## INPUT MATERIAL
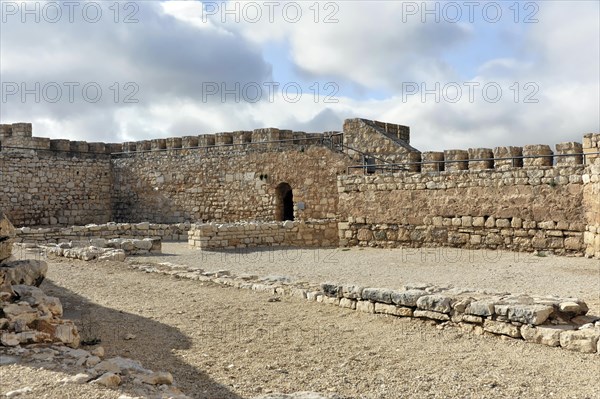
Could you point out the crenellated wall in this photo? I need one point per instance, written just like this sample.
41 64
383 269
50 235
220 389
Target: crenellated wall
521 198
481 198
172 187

## TASK DETAILS
Word for word, set down every record, keeping the images out.

## OUTPUT FOR THIS EXERCISE
Could you point out the crenellated wall in this photo? I need one point per instance, written just like this sample.
41 64
383 269
50 235
220 389
Target: crenellated wall
521 198
481 198
172 187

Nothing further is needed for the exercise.